■ WHAT YOU SHOULD DO ■
Can you quote the forum thread on a husband's hygiene, starting with "If my husband didn't" and going on through "with him then?"?

I understand the temptation as well. While I believe it is morally wrong, my reason for asking the OP if her husband is using porn wasn't because of moral reasons. I asked because she said that he doesn't seem to pursue her very hard for sex. He is meek in his pursuits. If he is getting it somewhere else (porn), that may be his reason for not pursuing her more aggressively and frequently.

If he showers, brushes his teeth and stops using porn (if he is using it) her sex issues would be solved. If he is just meek, and he showers and brushes his teeth, she might be more motivated to take the initiative to pursue him more aggressively and frequently.


----------



## pastasauce79 (Mar 21, 2018)

I think your husband hasn't been respectful or loyal to your marriage.

In many posts here on TAM many talk about how no one should put up with infidelity, yet other destructive problems are forced to be fixed or the person should be given second or third chances.

If my husband didn't care about his hygiene, I would feel cheated. If my husband showed no interest in being intimate with me I would feel cheated. Finding out my husband was looking at Craiglist personal ads it would make me feel cheated. 

If you feel your husband is not 100% committed to you or the marriage why staying with him then? 

I understand in a marriage husbands and wives are together in sickness and in health, but one thing is dealing with a problem out of your control and another is when a person is capable of changing negative behaviors. If your husband has mental health issues, then he's going to need support finding help but it's up to him to follow the advice and treatment. You can support him, but he needs to be responsible of his own treatment. He's responsible of his own hygiene. He's not your child.

I really admire your patience and endurance, but what are you going to do about it? Have you asked your husband to take showers more often? How direct have you been with him? 

Like I said, you can talk and be supportive of your husband but it's his choice if he wants to change, and it's your choice to stay with him or not. 

I won't blame you if you decide to leave, though.


----------



## Cucumbermelon (Jan 9, 2020)

pastasauce79 said:


> I think your husband hasn't been respectful or loyal to your marriage.
> 
> In many posts here on TAM many talk about how no one should put up with infidelity, yet other destructive problems are forced to be fixed or the person should be given second or third chances.
> 
> ...

■ DATA EXCERPTS ■
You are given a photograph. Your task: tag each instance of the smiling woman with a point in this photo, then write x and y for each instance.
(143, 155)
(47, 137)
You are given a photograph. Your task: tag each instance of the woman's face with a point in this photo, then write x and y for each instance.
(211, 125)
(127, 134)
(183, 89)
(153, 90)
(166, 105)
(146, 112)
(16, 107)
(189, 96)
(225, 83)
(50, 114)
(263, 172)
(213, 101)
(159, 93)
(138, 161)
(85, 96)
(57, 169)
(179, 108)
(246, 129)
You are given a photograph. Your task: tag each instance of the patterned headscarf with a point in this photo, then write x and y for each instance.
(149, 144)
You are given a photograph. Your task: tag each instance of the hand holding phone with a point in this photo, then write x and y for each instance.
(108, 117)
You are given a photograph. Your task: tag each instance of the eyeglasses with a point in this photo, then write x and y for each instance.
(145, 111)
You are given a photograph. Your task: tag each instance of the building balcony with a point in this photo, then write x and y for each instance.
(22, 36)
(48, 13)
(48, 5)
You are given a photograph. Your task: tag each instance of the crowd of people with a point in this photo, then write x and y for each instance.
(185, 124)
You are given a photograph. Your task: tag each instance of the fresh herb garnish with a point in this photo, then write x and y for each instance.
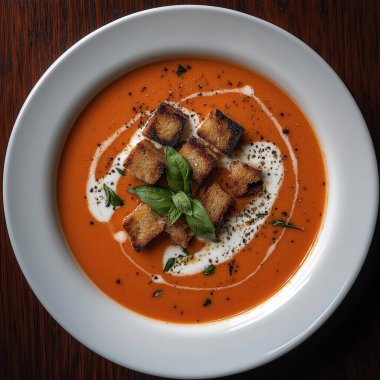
(111, 197)
(283, 224)
(157, 293)
(169, 264)
(158, 198)
(261, 215)
(176, 202)
(207, 302)
(209, 270)
(121, 172)
(181, 70)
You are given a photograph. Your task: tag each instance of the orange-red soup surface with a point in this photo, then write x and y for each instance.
(118, 272)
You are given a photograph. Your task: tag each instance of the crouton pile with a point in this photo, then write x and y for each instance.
(217, 133)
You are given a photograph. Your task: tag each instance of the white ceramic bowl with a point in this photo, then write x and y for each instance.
(189, 351)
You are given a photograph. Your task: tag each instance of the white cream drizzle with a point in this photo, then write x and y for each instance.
(239, 230)
(216, 252)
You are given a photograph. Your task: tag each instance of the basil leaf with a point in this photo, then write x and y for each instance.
(169, 264)
(157, 293)
(178, 171)
(121, 172)
(183, 203)
(209, 270)
(111, 197)
(199, 222)
(181, 70)
(173, 215)
(158, 198)
(283, 224)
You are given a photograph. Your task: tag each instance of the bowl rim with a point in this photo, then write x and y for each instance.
(237, 367)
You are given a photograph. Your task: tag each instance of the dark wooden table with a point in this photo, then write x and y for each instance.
(33, 34)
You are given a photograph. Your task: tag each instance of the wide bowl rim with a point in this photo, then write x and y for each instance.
(237, 366)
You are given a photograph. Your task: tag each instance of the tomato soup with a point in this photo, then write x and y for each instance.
(268, 237)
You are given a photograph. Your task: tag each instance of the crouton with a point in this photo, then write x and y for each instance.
(179, 233)
(166, 125)
(200, 158)
(216, 202)
(145, 162)
(142, 225)
(220, 131)
(245, 179)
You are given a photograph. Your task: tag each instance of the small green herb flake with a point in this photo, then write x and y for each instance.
(157, 293)
(186, 251)
(121, 172)
(209, 270)
(169, 264)
(261, 215)
(181, 70)
(111, 197)
(207, 302)
(283, 224)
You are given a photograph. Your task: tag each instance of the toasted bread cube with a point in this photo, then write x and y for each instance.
(145, 162)
(220, 131)
(216, 202)
(179, 233)
(166, 125)
(142, 225)
(245, 179)
(200, 158)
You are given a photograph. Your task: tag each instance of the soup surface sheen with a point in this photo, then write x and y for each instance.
(253, 258)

■ COMPLETED EXERCISE ■
If my husband didn't care about his hygiene, I would feel cheated. If my husband showed no interest in being intimate with me I would feel cheated. Finding out my husband was looking at Craiglist personal ads it would make me feel cheated. 

If you feel your husband is not 100% committed to you or the marriage why staying with him then?